▸ **What is being asked**
Return every line from the rows below that contains the word "broken". Case counts.
Begin Data listing
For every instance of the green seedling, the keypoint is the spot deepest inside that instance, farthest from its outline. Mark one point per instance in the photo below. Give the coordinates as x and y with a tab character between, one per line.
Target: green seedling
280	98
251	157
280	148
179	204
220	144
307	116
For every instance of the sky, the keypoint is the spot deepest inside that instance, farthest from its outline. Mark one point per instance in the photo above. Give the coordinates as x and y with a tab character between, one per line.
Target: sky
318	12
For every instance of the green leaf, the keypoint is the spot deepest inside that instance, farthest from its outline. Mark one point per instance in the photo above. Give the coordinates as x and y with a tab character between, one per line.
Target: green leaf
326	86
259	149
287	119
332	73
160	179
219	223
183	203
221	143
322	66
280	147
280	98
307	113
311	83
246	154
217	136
End Data listing
Begin Data listing
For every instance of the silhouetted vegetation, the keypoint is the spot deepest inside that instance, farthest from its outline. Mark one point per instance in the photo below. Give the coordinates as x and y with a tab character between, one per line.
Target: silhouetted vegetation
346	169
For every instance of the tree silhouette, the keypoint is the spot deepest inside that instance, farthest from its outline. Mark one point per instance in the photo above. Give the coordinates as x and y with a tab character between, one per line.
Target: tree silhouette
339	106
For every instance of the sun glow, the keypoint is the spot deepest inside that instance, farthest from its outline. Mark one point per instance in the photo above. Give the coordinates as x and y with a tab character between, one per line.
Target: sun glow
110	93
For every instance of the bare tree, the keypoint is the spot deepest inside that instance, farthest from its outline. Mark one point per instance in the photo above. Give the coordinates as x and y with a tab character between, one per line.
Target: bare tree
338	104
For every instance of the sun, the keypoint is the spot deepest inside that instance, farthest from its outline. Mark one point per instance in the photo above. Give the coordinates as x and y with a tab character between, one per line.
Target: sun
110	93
End Data listing
Begin Data listing
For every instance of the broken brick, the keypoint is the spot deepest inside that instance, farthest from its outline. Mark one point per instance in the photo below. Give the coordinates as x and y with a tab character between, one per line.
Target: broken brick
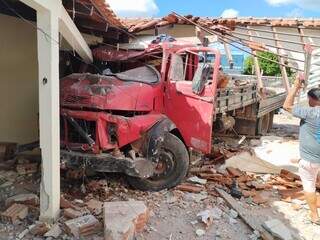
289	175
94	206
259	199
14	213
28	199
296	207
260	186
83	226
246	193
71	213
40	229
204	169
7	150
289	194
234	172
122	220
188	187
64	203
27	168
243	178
End Data listing
▸ **The result**
For every instance of the broken brick, the keypoint is the spot deepest inside that instance, farthest from its outline. Mark one point per instance in the photo below. Give the coordinates as x and y with a tab character between, one per line.
Target: broken brick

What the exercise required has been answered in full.